* [Work to do]
Reproduce the listing word for word, leaving every picture behind.

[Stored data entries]
• • • • • • •

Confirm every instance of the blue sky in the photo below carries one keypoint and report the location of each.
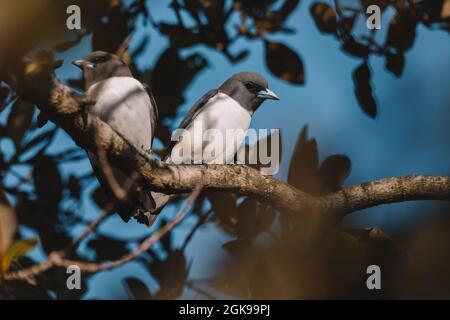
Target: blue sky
(409, 135)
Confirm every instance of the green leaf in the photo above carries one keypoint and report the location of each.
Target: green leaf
(17, 250)
(8, 225)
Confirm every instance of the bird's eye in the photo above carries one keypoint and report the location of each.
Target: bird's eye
(99, 59)
(253, 87)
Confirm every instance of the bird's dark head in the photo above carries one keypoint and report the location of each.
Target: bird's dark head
(249, 89)
(101, 65)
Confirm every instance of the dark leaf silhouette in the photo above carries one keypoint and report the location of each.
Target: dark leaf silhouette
(324, 16)
(395, 63)
(402, 31)
(4, 93)
(19, 120)
(107, 249)
(304, 164)
(225, 210)
(284, 62)
(137, 289)
(355, 48)
(100, 198)
(254, 218)
(48, 184)
(334, 170)
(363, 90)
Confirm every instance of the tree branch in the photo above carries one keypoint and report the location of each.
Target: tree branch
(65, 108)
(383, 191)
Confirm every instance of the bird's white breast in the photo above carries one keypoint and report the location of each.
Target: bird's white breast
(227, 118)
(124, 104)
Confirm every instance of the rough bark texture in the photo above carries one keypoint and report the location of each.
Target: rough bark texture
(65, 108)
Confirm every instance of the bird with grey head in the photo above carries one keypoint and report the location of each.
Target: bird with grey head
(127, 107)
(230, 107)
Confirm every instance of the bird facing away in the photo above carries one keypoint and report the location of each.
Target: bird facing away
(124, 104)
(231, 106)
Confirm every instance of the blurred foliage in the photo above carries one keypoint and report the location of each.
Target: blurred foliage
(273, 254)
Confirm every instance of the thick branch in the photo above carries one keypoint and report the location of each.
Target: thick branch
(397, 189)
(65, 108)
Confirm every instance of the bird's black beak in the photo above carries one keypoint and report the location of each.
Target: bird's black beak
(267, 94)
(78, 63)
(82, 63)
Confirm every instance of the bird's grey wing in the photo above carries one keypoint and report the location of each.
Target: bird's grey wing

• • • • • • •

* [Output for this exercise]
Confirm every instance of the blue sky in the photo below carries one keypoint and report the location of each.
Target: blue sky
(409, 135)
Confirm every instance of the green leaf in the photo above carries one keypoint and report the location of each.
Target: green leaf
(17, 250)
(8, 225)
Confirm every instance of the bird's eye in the photo above carries one keypoint and report the location of each.
Target: bird's eye
(99, 59)
(253, 87)
Confirm every instance of the bird's dark head in the photo above carries one keypoint and report the location of each.
Target: bird's dark head
(249, 89)
(101, 65)
Confirm every instance of the dark leaf silhouette in the photo above carries one keypoint and report the location of each.
Target: dark leaf silhouette
(324, 16)
(395, 63)
(402, 31)
(4, 93)
(19, 120)
(107, 249)
(304, 164)
(225, 210)
(284, 62)
(137, 289)
(355, 48)
(100, 198)
(254, 218)
(48, 184)
(334, 170)
(363, 90)
Confirm every instance of the tree branch in the photo above carries one keypoint and report the location of each.
Target: tree branch
(65, 108)
(383, 191)
Confirm every instance of the bird's white breast in the photo above carries one keypoint and report the location of each.
Target: bird's white breast
(227, 118)
(124, 104)
Confirm every instance of the rough bark texture in the photo above carries one keypoint and report the location of each.
Target: rough bark texture
(65, 108)
Confirm every instance of the bird with grey head in the photo above carries one keypoint and report the location of each.
Target: bird with grey head
(127, 107)
(230, 107)
Confirm every instance of the bird facing away in the photo above carries one keypoint and report the location of each.
Target: bird facing away
(124, 104)
(231, 106)
Confirm every instance of the blurred foliage in the photo above carries one keypoint and report the location of each.
Target: blurred foliage
(273, 254)
Confirm every instance of the thick branch in the photo above carries one keypoint and report the location of each.
Target: thick branch
(397, 189)
(65, 108)
Confirm every instance of the bird's black beak in the photo above carries one keypoint and report the location of each.
Target: bird's black beak
(267, 94)
(78, 63)
(82, 63)
Confirm every instance of the bird's grey wing in the photo above carries one keypoint and report the location of each.
Target: bird's grey wing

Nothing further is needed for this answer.